:: Task list ::
A: Answer these questions from the piece on talking with students about their school day:
(i) How many hours is each school day, according to the piece?
(ii) What reply does "What did you learn today?" generally get?
(iii) For younger students, what does the piece suggest asking about aliens?
B: Carry on the piece about getting students to talk about their school day, starting after its final sentence.

:: Document extract ::
--- START ---
We are all accustomed to giving short answers. “How are you?” receives a “Fine.” “What’s new?” gets a “Nothing much.” So it’s really no wonder that when we ask our students how their days were, they will answer in a similar way. “How was school?” gets a “Good” or a “Boring” or a “Fine.” “What did you learn today?” generally warrants a “Nothing.” Since they are at school for seven hours each school day, we can be fairly certain that they learned something and that something happened.
When we ask the right questions at the right times, we can engage even the cleverest kids who normally manage to find one-word answers to every question asked. With the younger students, we will get a better response when we ask questions that are fun to answer. For instance, why not ask them to tell you something that made them laugh today? Find out things like what they would change about their teachers, who they would like to play with at recess, or who they could be nicer to in class. Have them tell you about a student in the class who could really use a time-out or a student who helps the most. Ask them what they would do if they were the teachers tomorrow or get creative and ask them if aliens came to school tomorrow, what would they show them about their schools.
--- END ---
:: Records shown ::
--- START ---
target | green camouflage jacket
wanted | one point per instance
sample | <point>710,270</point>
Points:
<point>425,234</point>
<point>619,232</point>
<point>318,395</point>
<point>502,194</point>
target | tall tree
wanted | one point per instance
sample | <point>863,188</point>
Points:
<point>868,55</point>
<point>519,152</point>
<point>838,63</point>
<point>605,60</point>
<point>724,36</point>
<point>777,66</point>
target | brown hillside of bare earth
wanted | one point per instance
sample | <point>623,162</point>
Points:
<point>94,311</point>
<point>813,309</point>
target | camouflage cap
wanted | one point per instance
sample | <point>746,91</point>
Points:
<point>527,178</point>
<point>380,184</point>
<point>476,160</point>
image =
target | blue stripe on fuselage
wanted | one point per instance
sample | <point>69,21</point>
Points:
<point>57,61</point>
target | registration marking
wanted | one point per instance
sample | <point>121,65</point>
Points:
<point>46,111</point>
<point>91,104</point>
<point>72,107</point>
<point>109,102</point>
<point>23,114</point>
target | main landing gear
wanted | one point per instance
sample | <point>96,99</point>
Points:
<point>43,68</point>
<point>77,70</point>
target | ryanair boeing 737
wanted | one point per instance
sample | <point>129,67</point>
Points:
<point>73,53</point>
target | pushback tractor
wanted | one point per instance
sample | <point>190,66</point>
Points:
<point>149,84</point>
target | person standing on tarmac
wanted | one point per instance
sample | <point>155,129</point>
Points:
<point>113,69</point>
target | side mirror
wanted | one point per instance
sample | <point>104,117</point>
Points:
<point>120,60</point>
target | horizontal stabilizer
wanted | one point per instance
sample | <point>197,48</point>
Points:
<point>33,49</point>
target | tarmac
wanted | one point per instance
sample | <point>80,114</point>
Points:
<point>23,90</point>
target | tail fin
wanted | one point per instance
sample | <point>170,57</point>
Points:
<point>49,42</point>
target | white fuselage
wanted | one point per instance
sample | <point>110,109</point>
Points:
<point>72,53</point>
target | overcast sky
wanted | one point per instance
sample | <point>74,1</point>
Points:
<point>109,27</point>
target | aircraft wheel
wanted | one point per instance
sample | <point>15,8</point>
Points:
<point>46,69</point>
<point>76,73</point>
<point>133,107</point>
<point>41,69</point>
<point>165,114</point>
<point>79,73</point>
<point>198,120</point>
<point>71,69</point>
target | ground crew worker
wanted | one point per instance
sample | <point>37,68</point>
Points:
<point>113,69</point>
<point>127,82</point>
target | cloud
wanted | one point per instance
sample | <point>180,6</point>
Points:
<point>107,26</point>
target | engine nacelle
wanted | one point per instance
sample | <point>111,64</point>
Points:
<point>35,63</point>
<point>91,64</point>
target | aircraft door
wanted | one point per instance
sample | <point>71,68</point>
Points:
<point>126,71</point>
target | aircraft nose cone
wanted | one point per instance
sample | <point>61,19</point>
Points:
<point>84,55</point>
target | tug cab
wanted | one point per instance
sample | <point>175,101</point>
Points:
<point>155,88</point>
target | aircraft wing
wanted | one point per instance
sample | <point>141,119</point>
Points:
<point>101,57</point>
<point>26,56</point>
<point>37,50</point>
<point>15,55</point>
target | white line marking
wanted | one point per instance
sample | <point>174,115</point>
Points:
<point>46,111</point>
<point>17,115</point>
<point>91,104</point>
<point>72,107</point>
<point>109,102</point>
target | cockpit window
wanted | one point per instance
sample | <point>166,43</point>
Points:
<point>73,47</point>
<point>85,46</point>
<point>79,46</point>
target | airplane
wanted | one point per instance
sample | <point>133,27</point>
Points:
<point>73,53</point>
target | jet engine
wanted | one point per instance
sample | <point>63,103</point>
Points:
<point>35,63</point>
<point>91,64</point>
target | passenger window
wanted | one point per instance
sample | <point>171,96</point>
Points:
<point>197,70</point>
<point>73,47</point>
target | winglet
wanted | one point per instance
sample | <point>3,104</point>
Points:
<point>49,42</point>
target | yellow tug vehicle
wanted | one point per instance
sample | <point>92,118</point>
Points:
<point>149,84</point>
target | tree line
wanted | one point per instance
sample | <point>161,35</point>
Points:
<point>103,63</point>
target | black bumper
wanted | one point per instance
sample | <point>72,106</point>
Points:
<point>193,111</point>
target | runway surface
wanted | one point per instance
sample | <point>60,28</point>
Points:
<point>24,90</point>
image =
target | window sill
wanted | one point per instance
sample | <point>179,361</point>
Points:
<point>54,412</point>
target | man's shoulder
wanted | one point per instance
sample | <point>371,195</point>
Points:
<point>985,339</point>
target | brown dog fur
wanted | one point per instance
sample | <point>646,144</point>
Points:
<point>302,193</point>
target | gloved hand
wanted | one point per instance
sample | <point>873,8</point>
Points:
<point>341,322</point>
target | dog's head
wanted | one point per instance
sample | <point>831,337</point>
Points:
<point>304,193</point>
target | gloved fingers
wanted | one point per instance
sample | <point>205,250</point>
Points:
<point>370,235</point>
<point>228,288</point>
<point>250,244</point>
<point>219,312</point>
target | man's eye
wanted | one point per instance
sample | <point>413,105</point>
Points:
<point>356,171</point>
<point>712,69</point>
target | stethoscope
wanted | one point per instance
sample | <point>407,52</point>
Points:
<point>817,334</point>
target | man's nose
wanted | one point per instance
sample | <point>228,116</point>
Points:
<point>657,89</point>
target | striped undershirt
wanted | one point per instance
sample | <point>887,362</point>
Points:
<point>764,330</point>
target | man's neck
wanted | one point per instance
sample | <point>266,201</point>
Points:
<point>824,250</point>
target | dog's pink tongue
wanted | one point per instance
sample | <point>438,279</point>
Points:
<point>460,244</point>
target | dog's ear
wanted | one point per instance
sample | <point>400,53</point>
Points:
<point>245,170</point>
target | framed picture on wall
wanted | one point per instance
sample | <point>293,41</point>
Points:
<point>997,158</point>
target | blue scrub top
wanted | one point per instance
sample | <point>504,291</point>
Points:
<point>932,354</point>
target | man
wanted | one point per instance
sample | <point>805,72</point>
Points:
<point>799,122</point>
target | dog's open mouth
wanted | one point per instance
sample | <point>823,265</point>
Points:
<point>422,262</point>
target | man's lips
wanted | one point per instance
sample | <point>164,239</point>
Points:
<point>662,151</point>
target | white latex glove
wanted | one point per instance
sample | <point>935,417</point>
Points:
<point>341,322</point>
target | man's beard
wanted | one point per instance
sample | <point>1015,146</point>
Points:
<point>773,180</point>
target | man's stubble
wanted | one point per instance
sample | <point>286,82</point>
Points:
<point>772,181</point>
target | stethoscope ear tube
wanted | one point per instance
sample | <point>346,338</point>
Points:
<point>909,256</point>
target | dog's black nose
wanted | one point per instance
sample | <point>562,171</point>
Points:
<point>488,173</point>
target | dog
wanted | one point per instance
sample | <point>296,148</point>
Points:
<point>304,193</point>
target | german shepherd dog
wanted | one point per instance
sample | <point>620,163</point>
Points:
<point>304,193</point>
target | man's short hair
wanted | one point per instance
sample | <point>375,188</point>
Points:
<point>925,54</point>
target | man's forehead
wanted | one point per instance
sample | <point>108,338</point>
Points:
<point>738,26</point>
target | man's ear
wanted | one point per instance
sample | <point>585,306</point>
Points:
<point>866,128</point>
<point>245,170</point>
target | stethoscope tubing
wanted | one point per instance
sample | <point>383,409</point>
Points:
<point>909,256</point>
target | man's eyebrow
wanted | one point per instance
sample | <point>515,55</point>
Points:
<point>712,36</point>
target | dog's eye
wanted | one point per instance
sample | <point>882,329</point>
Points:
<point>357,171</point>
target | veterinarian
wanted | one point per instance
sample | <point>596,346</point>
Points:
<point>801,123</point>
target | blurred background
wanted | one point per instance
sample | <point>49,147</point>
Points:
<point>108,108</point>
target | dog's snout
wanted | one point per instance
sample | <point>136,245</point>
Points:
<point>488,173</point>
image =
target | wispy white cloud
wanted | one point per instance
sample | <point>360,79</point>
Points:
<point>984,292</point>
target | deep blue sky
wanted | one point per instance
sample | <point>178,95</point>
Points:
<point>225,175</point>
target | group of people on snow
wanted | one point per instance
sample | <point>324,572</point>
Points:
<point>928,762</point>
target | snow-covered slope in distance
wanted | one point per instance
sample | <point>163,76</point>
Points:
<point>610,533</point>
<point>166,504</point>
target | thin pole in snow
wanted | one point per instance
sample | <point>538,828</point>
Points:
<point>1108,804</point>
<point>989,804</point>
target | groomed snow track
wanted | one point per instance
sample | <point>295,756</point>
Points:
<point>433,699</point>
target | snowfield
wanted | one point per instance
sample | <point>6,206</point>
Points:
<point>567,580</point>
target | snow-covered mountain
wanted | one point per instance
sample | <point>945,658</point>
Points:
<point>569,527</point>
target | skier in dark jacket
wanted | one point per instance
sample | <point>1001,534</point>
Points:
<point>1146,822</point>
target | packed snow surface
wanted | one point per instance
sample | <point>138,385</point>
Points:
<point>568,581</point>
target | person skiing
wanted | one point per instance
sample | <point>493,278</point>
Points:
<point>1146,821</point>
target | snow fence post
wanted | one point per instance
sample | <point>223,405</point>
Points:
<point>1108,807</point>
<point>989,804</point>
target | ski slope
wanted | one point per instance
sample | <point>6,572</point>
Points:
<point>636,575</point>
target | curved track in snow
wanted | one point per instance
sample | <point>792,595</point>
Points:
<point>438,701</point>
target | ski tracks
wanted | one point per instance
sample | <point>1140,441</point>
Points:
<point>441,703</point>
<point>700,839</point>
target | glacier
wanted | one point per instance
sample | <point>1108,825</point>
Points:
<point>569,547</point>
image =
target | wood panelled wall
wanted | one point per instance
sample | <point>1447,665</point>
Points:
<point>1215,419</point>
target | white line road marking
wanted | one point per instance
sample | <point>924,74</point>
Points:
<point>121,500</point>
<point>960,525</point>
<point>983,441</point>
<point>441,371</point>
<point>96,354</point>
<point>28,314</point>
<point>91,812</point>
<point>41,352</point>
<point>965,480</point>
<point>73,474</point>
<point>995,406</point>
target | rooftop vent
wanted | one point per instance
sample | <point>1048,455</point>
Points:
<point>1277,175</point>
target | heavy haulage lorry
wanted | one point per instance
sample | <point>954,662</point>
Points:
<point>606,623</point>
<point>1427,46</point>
--- END ---
:: Answers for the exercise ::
A:
(i) Seven hours.
(ii) "Nothing."
(iii) If aliens came to school tomorrow, what they would show them about their schools.

B:
Older students will typically talk more to you if you can ask them questions while engaged in some other activity. Ask them about their days when you are driving, making dinner, or working on a project. If they don’t have to make eye contact, they feel less like you are grilling them for information. You can ask them questions like which is their easiest class and what the other students in the class are like. Have them tell you about the teachers, if they are fun or boring, strict or lenient. Ask them which classes have the cutest boys/girls or what passing periods are like in the hallways. Find out what part of the day they look forward to and what part of the day they dread.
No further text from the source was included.